§ **Set of tasks**:
1. Sum up the forum thread in two sentences.
2. Echo the stretch of the forum thread from "She wants a" through "that, or bail.", word for word.

Porter218 is exactly correct.

Posted

That's such a copout. You are now making a choice to continue dating a woman you no longer view as girlfriend material. Accept your decision, move on from her past & continue to enjoy the sex.

Posted

I have to say I am a little curious about one thing that isn't clear here. When did she get her D? Or did she get it yet? From your wording it sounds like it she supposedly finalized while she was with you in this past year..?? Have you seen any of this paperwork? If you have access to it you should read it and see who filed...just out of curiosity. It seems like that story about her D is muddled. How involved in her life are you really? Met her daughter?

Posted
I get the impression she is super hot, wild in bed, and perfect with the exception of her past and ability to lie... I think those first three things there are almost the equivalent of holding a gun to his head:laugh:.

 

So that justifies basically downgrading how you treat her but not telling her about it so you get to still have sex with her? This is why men get accused of using women for sex.

 

She wants a RELATIONSHIP with this man. He is a LOOSER and a COWARD if he continues to see this woman in this manner. Either LIVE WITH IT AND MOVE ON IN THE RELATIONSHIP or BREAK UP WITH HER AND FIND A VIRGINAL GIRL WHO'S SEXULA HISTORY WONT BE SO DISTURBING TO YOU.

Posted
So that justifies basically downgrading how you treat her but not telling her about it so you get to still have sex with her?

 

It's not up to you to determine that becoming FWB is a "downgrade." It's up to OP's gf, and apparently, she's quite comfortable having purely sexual relationships.

 

If that's the way it rolls, and she doesn't like a purely sexual relationship with OP, she can tell him that, or bail.

 

 

This is why men get accused of using women for sex.

§ **Data provided**:

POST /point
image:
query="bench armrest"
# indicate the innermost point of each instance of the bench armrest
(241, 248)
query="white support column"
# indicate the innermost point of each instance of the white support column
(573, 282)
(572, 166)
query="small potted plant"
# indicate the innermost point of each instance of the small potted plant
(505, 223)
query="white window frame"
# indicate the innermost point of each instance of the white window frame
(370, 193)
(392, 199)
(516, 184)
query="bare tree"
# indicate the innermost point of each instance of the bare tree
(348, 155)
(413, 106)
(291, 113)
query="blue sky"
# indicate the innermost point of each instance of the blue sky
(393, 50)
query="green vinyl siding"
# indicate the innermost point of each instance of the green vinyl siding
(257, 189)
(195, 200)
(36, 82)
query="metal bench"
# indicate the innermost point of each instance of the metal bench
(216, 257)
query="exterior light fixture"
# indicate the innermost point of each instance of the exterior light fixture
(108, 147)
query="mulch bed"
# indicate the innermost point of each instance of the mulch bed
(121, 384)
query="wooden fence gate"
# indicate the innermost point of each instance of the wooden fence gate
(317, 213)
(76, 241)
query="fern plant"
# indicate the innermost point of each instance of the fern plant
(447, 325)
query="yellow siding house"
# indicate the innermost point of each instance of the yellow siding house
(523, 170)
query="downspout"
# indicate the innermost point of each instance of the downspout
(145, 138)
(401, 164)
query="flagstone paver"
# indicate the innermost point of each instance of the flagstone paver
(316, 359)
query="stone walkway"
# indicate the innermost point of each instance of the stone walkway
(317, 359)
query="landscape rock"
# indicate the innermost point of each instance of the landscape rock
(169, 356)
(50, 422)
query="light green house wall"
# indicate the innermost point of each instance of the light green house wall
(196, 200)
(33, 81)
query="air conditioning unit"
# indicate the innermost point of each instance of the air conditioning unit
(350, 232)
---
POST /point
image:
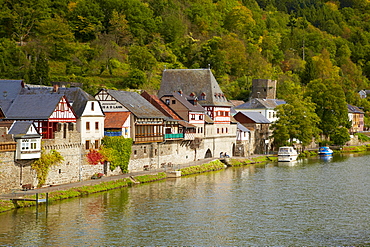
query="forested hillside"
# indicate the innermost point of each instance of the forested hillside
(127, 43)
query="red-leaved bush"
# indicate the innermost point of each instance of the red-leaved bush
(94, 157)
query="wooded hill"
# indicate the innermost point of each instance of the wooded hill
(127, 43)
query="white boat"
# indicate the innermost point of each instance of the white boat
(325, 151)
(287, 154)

§ **Task results**:
1. Commenters in the forum thread react to a man who keeps dating a woman he no longer views as girlfriend material, with one calling it a copout and others questioning whether he is downgrading how he treats her without telling her so he can keep having sex with her. One reply argues that it is up to his girlfriend, not other posters, to decide whether a purely sexual relationship is a downgrade, and that she can tell him or leave if she does not like it.

2.
She wants a RELATIONSHIP with this man. He is a LOOSER and a COWARD if he continues to see this woman in this manner. Either LIVE WITH IT AND MOVE ON IN THE RELATIONSHIP or BREAK UP WITH HER AND FIND A VIRGINAL GIRL WHO'S SEXULA HISTORY WONT BE SO DISTURBING TO YOU.

Posted
So that justifies basically downgrading how you treat her but not telling her about it so you get to still have sex with her?

 

It's not up to you to determine that becoming FWB is a "downgrade." It's up to OP's gf, and apparently, she's quite comfortable having purely sexual relationships.

 

If that's the way it rolls, and she doesn't like a purely sexual relationship with OP, she can tell him that, or bail.